- **Selection**
········
# External Hard Drive



## tennisknight (Jun 7, 2012)

I currently have Directv with an added external hard drive via an eSATA cable. Can I take that hard drive and use it in a Premiere Tivo so I can watch my pre-recorded shows on that?

Thanks for anyone's help in advance!


----------



## logicman (Sep 14, 2005)

I believe the only external drive compatible with the Premiere is the Western Digital My Book AV which is once again available.


----------



## L David Matheny (Jan 29, 2011)

tennisknight said:


> I currently have Directv with an added external hard drive via an eSATA cable. Can I take that hard drive and use it in a Premiere Tivo so I can watch my pre-recorded shows on that?
> 
> Thanks for anyone's help in advance!


I believe that recordings on any TiVo hard drive are viewable only on the particular TiVo that recorded them. So if you mean could you watch old shows already recorded on your external drive by connecting it to a Premiere, then no. And there's also the compatibility issue mentioned by logicman.


----------



## ThAbtO (Apr 6, 2000)

Your recordings will be deleted when you remove the drive the Tivo.


----------



## jrlbc06 (Apr 29, 2012)

If I'm upgrading from HD to Premiere XL4, can I remove the drive from the HD and plug it into the Premiere to expand its capacity? I know the recordings won't transfer. Does it need to be formatted first to erase the current content?
········
- **Exercise instructions**
1. Answer these questions about the external hard drive thread:
(a) Which external drive does logicman believe is the only one compatible with the Premiere?
(b) According to L David Matheny, recordings on a TiVo hard drive can be viewed only on which TiVo?
(c) What model is jrlbc06 upgrading to?
2. Translate this sentence from the external hard drive thread into Spanish: "I believe that recordings on any TiVo hard drive are viewable only on the particular TiVo that recorded them."

[Stored dataset items]
········
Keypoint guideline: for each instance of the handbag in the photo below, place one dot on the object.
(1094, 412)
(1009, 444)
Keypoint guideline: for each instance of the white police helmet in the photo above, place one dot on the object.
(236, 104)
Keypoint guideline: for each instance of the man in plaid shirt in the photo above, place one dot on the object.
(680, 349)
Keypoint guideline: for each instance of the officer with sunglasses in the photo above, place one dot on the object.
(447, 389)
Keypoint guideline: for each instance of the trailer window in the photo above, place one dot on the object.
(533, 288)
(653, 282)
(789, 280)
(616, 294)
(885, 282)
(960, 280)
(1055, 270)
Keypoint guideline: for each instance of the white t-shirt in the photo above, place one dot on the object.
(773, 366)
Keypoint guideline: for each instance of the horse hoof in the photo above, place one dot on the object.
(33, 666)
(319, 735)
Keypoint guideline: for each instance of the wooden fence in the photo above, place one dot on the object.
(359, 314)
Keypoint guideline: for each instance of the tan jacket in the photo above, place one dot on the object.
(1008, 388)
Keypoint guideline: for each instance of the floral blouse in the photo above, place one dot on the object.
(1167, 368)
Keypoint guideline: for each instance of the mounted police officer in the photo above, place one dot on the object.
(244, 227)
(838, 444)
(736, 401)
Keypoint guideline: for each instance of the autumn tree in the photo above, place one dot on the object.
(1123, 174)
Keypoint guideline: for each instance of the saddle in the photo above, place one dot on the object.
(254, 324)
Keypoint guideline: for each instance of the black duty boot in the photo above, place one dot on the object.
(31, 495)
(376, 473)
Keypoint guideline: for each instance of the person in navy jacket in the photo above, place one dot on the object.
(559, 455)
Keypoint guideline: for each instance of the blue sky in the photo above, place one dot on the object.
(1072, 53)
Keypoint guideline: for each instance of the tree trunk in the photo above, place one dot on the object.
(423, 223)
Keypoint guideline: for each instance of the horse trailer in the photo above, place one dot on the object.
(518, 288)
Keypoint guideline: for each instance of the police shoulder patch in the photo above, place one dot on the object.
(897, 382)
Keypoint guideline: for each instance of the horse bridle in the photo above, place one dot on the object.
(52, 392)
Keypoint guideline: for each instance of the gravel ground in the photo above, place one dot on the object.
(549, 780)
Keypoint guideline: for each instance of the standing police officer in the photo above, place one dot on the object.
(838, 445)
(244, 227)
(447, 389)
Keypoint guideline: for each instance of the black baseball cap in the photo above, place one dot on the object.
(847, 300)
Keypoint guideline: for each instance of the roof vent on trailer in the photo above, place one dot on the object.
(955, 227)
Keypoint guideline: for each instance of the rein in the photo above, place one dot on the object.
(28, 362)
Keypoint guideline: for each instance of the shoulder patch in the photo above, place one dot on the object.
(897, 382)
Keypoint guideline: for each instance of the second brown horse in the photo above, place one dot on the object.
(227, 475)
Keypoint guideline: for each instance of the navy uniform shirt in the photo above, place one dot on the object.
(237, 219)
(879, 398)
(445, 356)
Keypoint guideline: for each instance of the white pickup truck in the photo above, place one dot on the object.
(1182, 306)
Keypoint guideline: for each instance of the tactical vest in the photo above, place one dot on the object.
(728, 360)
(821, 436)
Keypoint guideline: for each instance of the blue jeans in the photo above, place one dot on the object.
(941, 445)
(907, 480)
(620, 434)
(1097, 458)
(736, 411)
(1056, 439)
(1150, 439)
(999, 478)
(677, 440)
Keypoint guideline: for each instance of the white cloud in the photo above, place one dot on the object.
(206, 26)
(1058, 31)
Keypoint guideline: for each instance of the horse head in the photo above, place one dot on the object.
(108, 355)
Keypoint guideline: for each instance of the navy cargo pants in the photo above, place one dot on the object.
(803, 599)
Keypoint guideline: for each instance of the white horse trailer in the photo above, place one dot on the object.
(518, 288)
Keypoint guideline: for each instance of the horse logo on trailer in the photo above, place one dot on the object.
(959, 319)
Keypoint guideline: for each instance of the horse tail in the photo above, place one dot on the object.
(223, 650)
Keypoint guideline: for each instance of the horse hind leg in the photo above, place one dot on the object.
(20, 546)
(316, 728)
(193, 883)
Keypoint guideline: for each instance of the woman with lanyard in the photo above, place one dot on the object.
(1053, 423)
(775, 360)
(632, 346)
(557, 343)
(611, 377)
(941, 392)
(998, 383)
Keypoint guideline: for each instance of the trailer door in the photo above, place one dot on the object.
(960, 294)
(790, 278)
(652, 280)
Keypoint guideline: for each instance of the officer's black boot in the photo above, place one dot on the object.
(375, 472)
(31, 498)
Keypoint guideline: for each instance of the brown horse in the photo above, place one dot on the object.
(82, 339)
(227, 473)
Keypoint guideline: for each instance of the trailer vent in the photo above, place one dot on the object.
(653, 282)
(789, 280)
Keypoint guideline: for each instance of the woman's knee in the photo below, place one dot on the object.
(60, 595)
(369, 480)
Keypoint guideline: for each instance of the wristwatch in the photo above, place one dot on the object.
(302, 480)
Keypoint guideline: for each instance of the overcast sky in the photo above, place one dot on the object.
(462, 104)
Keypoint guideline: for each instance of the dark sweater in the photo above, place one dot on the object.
········
- **Results of the tasks**
1.
(a) The Western Digital My Book AV
(b) The particular TiVo that recorded them
(c) The Premiere XL4

2. Creo que las grabaciones en cualquier disco duro de TiVo solo se pueden ver en el TiVo específico que las grabó.